_THE REQUEST_: Format every line of the material below as a JSON list of strings, one string per line, omitting any blank lines.

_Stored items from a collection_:
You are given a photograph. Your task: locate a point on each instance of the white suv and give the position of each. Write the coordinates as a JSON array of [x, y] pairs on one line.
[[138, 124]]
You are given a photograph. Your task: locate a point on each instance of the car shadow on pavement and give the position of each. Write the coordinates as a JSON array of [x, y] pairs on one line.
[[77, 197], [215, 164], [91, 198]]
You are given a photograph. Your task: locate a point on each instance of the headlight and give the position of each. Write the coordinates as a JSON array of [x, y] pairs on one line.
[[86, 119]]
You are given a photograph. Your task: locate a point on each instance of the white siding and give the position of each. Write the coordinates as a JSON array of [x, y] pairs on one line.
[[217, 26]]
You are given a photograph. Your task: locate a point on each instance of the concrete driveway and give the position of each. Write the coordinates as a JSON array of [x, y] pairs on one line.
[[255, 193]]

_FINISHED TASK_:
[
  "You are given a photograph. Your task: locate a point on each instance of the white suv and give the position of each. Write the coordinates as a JSON array of [x, y] pairs on one line.",
  "[[138, 124]]",
  "You are given a photograph. Your task: locate a point on each instance of the car shadow on pavement and give the position of each. Write the coordinates as a JSON array of [x, y] pairs on one line.",
  "[[77, 197], [215, 164], [91, 198]]",
  "You are given a photograph. Your task: locate a point on each instance of the headlight and give the position of each. Write the coordinates as a JSON array of [x, y] pairs on one line.",
  "[[86, 119]]",
  "You are given a photograph. Your task: locate a point on each instance of the white siding and give the position of each. Write the coordinates as a JSON array of [x, y] pairs on one line.",
  "[[217, 26]]",
  "You are given a photograph. Your task: locate a point on each instance of the concrete driveway and give the position of each. Write the coordinates as a JSON array of [x, y] pairs on one line.",
  "[[255, 193]]"
]